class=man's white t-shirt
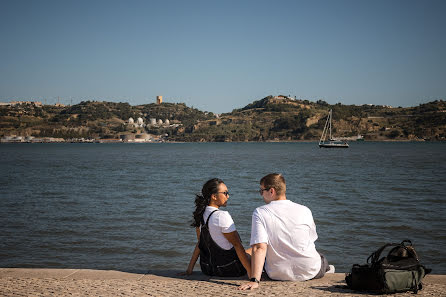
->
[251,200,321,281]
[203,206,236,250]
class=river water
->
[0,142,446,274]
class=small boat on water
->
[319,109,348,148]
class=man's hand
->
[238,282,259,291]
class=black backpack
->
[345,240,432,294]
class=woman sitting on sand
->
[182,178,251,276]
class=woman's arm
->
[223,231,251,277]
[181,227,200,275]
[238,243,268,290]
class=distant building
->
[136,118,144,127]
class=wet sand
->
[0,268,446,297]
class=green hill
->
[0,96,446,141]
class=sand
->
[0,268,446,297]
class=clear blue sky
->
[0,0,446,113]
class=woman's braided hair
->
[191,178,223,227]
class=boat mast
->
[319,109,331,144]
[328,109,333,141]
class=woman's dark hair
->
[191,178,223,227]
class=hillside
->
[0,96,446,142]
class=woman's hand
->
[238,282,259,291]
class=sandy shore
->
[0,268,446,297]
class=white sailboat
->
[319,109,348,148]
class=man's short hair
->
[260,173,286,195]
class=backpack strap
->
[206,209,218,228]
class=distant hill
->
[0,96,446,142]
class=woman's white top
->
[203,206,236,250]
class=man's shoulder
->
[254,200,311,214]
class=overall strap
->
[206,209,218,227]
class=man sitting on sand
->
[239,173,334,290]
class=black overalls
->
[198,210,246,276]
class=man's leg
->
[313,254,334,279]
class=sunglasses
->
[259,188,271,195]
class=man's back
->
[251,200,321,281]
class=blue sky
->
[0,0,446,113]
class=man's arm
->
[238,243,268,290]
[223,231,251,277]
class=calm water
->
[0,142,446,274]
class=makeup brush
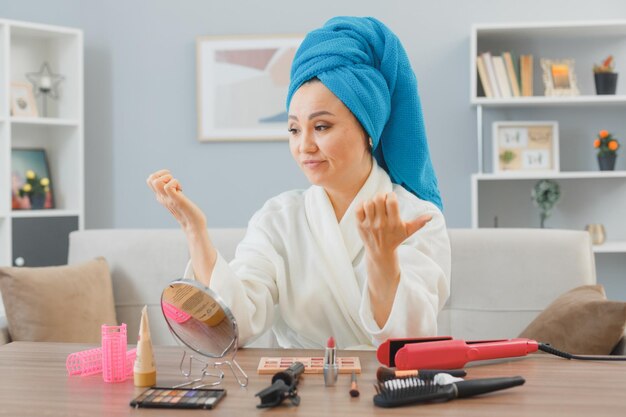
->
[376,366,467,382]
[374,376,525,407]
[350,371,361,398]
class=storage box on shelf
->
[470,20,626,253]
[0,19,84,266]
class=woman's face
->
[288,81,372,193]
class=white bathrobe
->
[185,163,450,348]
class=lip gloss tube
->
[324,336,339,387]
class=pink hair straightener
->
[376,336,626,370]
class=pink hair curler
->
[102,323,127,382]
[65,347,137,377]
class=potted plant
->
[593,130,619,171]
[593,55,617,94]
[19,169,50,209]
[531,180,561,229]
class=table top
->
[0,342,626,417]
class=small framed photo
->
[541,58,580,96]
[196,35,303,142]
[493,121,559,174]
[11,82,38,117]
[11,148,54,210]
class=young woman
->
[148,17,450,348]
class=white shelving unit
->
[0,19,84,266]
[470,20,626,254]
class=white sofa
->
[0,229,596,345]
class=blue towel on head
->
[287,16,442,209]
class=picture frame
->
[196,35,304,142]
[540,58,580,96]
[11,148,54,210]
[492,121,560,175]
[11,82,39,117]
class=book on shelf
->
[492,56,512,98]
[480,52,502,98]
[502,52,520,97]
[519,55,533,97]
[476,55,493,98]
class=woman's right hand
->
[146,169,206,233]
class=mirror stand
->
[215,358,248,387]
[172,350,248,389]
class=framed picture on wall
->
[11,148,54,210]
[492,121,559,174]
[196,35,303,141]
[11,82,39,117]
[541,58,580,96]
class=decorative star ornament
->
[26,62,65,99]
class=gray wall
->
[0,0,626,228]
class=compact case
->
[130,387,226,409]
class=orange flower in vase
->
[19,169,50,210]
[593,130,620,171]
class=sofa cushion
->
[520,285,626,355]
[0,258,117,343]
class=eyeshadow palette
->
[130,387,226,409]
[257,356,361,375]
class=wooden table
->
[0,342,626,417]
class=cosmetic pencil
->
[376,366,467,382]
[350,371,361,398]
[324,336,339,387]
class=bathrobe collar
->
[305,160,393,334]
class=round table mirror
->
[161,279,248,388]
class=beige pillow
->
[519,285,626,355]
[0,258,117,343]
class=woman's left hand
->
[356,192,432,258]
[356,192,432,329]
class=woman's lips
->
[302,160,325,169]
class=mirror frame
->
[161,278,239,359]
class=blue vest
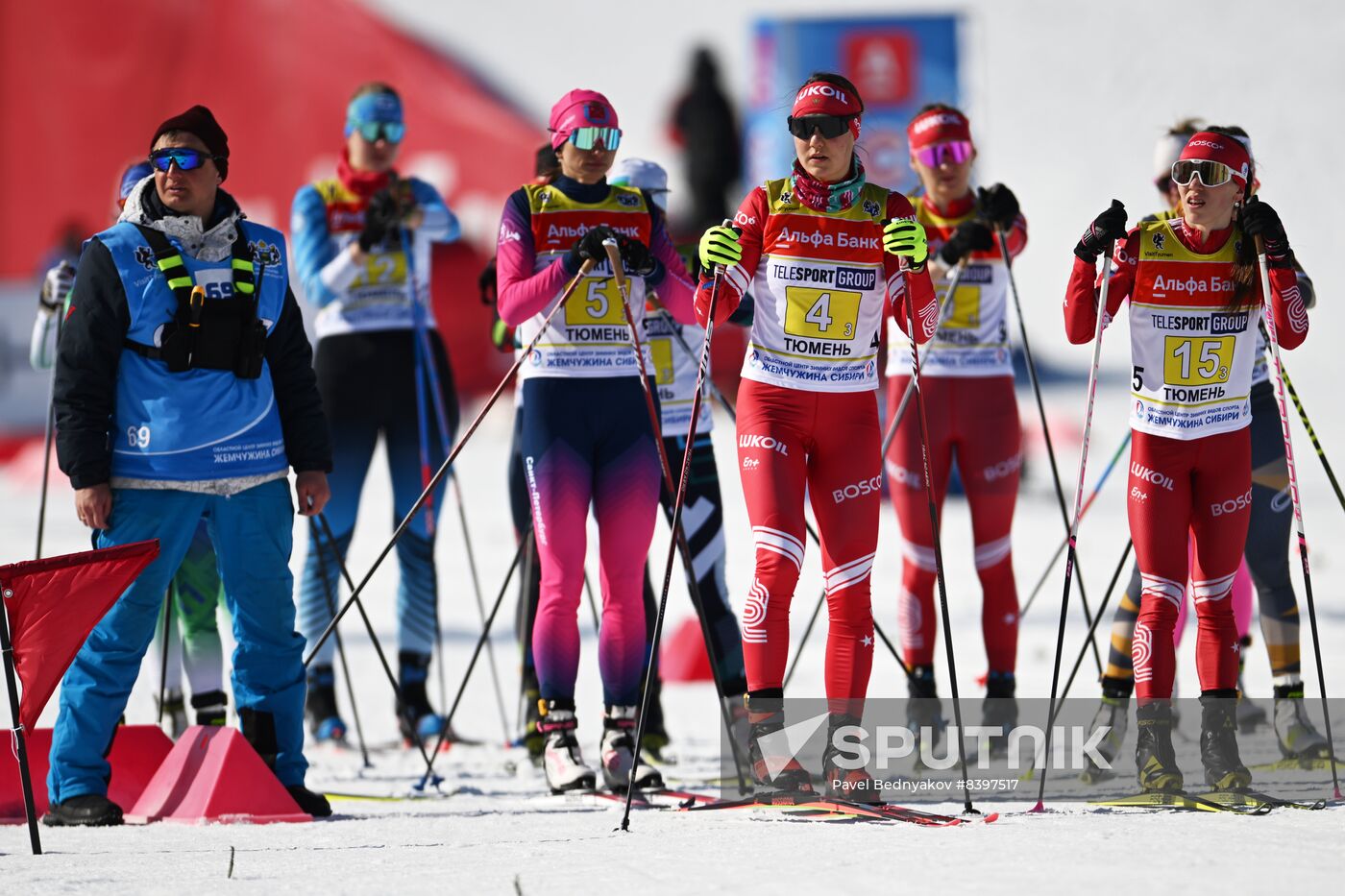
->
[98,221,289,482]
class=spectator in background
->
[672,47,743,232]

***

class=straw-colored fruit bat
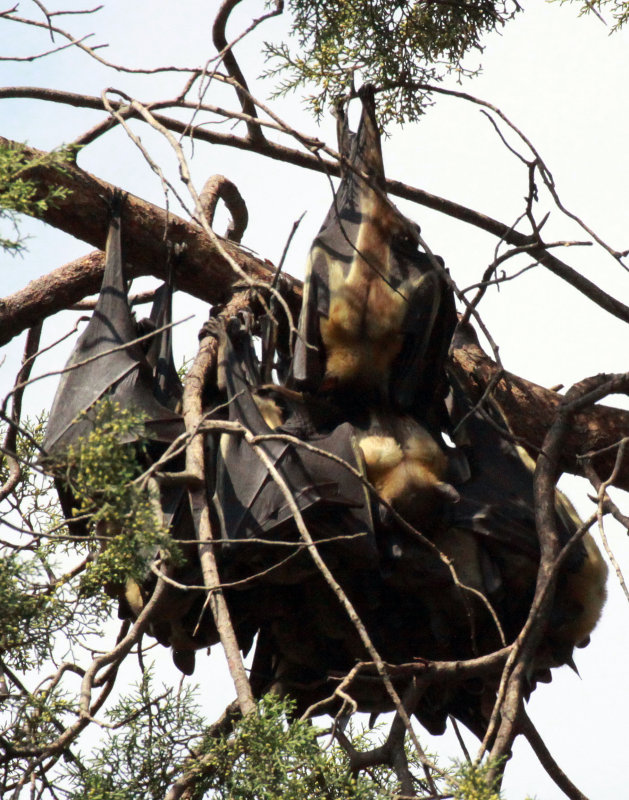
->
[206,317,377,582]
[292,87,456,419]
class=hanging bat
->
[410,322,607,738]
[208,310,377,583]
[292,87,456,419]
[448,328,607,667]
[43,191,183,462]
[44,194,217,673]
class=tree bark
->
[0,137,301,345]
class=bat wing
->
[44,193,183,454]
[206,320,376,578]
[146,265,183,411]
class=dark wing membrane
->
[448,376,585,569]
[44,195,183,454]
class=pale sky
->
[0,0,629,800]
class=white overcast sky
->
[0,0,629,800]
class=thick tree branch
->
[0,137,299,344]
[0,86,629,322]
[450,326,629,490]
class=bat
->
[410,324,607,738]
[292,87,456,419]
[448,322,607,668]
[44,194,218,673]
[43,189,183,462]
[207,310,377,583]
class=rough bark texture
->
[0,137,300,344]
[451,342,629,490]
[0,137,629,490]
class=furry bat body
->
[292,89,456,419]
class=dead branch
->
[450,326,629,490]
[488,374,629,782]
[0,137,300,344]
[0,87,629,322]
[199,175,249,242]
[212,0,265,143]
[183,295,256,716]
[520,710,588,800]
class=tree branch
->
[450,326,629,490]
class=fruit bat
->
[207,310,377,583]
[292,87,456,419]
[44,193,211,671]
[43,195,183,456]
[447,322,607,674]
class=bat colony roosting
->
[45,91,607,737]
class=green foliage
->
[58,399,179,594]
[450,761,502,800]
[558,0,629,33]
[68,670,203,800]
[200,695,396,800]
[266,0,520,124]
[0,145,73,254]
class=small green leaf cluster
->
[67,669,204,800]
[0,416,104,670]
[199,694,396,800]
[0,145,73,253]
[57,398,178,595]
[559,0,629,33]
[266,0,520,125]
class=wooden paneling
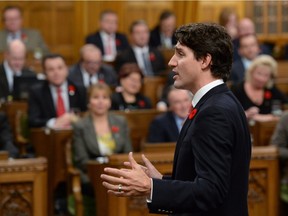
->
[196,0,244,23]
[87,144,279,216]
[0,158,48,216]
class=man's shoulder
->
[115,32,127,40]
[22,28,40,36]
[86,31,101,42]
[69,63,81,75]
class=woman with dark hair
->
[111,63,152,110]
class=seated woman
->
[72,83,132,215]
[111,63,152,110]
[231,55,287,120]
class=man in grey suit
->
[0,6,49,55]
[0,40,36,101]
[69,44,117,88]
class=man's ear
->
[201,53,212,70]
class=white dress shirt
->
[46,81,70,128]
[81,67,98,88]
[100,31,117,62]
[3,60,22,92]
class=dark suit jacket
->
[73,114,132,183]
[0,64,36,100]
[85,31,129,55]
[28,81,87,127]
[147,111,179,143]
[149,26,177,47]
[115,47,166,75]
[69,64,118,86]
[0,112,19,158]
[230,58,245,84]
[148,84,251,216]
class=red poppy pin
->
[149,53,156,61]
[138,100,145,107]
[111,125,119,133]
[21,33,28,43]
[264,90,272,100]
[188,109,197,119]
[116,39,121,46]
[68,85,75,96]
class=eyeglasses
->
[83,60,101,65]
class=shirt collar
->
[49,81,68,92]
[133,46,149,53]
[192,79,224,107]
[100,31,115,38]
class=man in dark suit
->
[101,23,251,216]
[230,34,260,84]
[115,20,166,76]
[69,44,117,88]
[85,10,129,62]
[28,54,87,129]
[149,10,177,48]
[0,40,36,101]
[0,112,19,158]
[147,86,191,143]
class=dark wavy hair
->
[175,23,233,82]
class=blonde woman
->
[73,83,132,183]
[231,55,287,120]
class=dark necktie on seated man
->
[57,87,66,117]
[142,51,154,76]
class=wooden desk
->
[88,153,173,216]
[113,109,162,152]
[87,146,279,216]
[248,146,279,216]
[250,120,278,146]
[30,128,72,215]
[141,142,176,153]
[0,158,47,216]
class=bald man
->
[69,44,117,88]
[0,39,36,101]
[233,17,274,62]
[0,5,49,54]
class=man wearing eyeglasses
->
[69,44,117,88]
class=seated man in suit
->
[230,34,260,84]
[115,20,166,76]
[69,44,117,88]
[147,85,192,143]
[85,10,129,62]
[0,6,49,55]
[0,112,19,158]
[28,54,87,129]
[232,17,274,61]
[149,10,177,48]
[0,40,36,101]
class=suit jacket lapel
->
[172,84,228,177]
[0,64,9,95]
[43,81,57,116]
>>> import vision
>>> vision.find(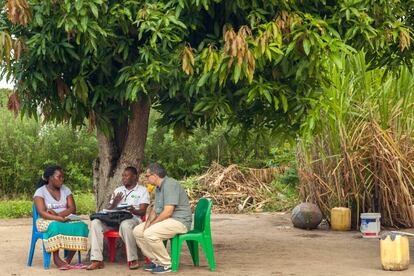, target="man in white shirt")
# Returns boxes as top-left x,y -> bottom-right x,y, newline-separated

***

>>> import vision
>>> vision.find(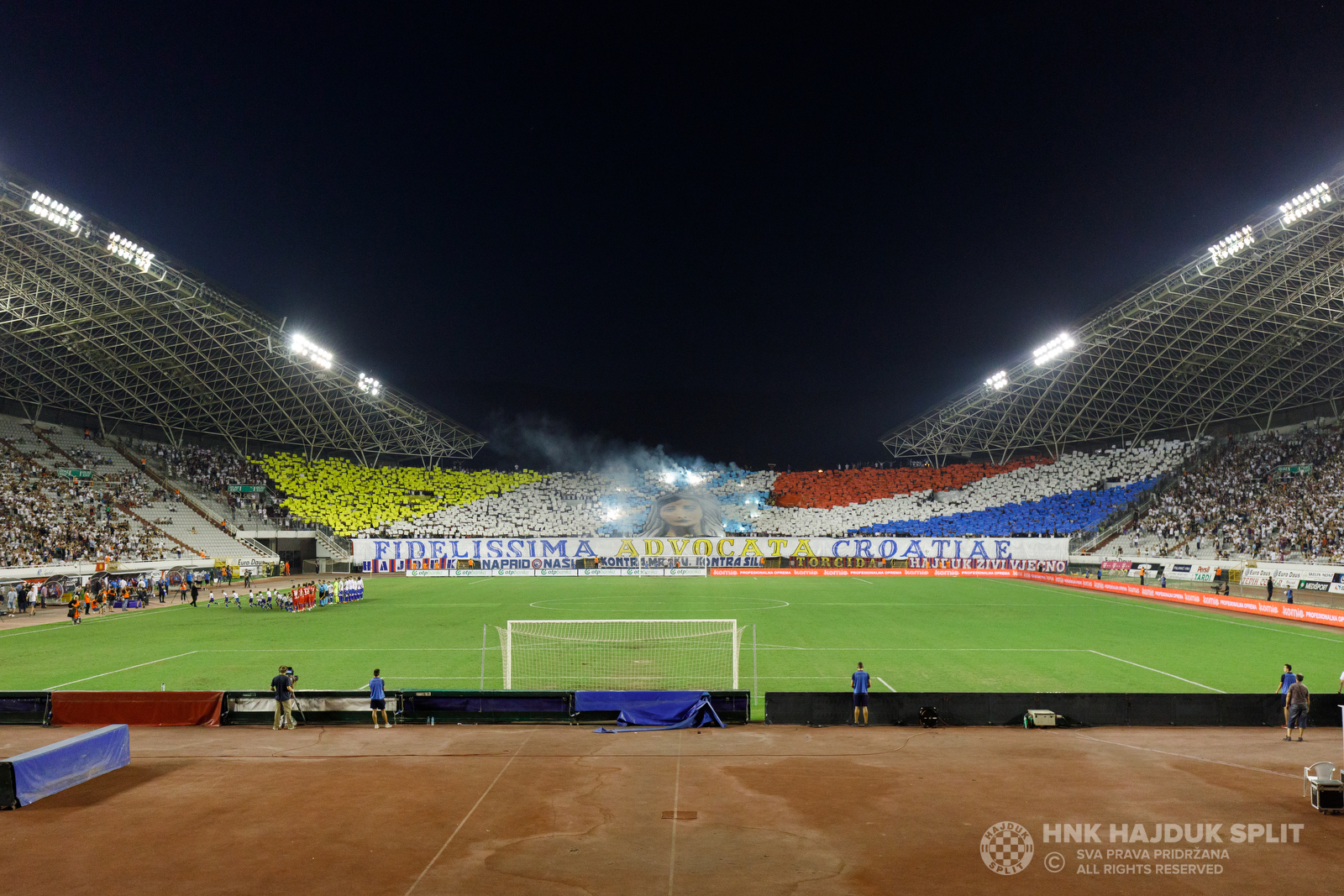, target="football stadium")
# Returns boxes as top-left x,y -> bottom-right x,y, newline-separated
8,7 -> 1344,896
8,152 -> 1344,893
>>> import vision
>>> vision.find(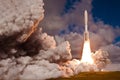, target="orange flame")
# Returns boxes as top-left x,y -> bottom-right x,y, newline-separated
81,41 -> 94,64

***

• _WORK TO COMPLETE_: Reproduce the data word for word, from the line containing "class=man's white t-shirt" through the line containing "[148,17,450,348]", with both of those lines included. Omit the pictures from your transcription.

• _COMPLETE ANSWER_:
class=man's white t-shirt
->
[251,200,321,281]
[203,206,236,250]
class=river water
->
[0,142,446,274]
class=small boat on water
->
[319,109,348,148]
class=man's hand
->
[238,282,259,291]
class=black backpack
->
[345,240,432,294]
class=woman sitting on sand
->
[182,178,251,276]
class=woman's arm
->
[223,231,251,277]
[181,227,200,275]
[238,243,268,290]
class=distant building
->
[136,118,144,127]
class=wet sand
->
[0,268,446,297]
class=green hill
->
[0,96,446,141]
class=sand
->
[0,268,446,297]
class=clear blue sky
->
[0,0,446,113]
class=woman's braided hair
->
[191,178,223,227]
class=boat mast
->
[319,109,331,144]
[328,109,333,141]
class=woman's dark hair
->
[191,178,223,227]
class=hillside
->
[0,96,446,142]
class=woman's hand
->
[238,282,259,291]
class=sandy shore
->
[0,268,446,297]
class=white sailboat
->
[319,109,348,148]
class=man's short hair
->
[260,173,286,195]
class=backpack strap
->
[206,209,218,228]
class=distant hill
->
[0,96,446,142]
class=woman's white top
->
[203,206,236,250]
class=man's shoulder
->
[254,200,311,214]
class=overall strap
->
[206,209,218,227]
class=man sitting on sand
->
[239,173,334,290]
class=black overalls
->
[198,210,246,276]
class=man's leg
->
[313,254,334,279]
class=sunglasses
->
[259,188,271,195]
class=man's back
->
[251,200,321,281]
class=blue sky
->
[0,0,446,113]
class=man's arm
->
[238,243,268,290]
[223,231,251,277]
class=calm water
->
[0,142,446,274]
class=makeup brush
->
[376,366,467,382]
[374,376,525,407]
[350,371,361,398]
class=storage box on shelf
->
[470,20,626,253]
[0,19,84,266]
class=woman's face
->
[288,81,372,193]
class=white bathrobe
->
[185,163,450,348]
class=lip gloss tube
->
[324,336,339,387]
class=pink hair straightener
->
[376,336,626,370]
class=pink hair curler
->
[102,323,127,382]
[65,347,137,377]
class=potted plant
->
[593,130,619,171]
[593,55,617,94]
[19,169,50,209]
[531,180,561,229]
class=table top
->
[0,342,626,417]
class=small framed photo
->
[541,58,580,96]
[196,35,303,142]
[493,121,559,174]
[11,82,38,117]
[11,148,54,210]
class=young woman
->
[148,17,450,348]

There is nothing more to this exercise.